<<<<
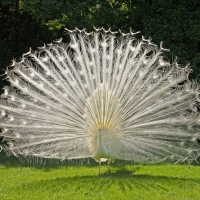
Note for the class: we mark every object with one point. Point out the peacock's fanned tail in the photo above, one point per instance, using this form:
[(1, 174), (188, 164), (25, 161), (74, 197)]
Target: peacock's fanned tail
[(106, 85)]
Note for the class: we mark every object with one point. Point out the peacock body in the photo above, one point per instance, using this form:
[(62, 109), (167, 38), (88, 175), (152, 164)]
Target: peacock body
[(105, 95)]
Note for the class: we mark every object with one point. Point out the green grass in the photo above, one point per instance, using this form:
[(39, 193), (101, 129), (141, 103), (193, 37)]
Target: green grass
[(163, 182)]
>>>>
<<<<
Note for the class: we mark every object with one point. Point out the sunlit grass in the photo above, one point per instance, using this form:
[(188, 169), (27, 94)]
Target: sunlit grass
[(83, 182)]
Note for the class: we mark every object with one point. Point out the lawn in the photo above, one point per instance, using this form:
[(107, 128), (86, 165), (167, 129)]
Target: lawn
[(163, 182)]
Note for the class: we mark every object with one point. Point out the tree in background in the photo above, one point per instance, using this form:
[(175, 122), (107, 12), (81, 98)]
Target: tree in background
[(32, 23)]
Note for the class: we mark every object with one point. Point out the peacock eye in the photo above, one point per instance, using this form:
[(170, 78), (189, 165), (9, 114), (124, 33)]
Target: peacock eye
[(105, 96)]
>>>>
<<<<
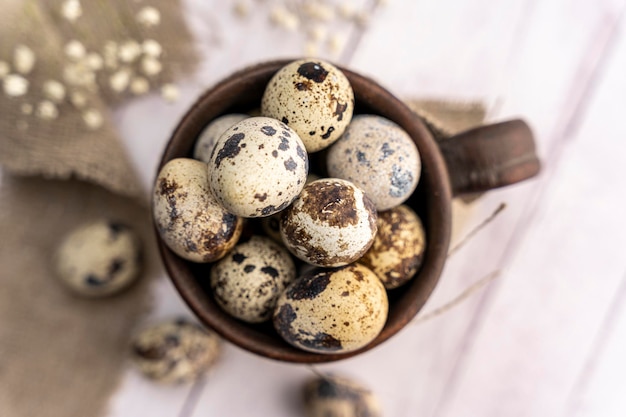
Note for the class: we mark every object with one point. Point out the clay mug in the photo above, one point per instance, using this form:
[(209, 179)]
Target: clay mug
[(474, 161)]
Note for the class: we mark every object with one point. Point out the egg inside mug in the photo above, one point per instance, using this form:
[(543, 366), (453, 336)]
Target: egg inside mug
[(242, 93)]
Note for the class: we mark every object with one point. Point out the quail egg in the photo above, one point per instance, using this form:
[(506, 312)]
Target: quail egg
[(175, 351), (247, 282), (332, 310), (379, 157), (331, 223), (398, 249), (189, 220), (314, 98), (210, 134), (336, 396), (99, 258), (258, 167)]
>>>>
**Problem details**
Convert the lines of the listing from the line containing "out the peacock's" through the line containing "[(105, 95)]", inclusive, into a JSON list of strings with one string per line, omitting blank lines.

**Output**
[
  "Note for the class: we mark every object with one point. Point out the peacock's fanned tail in the photo above, one point per instance, using this form:",
  "[(1, 174), (188, 164), (25, 161), (74, 197)]",
  "Target: peacock's fanned tail",
  "[(106, 85)]",
  "Note for the class: we mark every object with one point. Point out the peacock body in the photo above, one point per instance, using this form:",
  "[(62, 109), (167, 38), (88, 175), (152, 164)]",
  "Target: peacock body",
  "[(105, 95)]"
]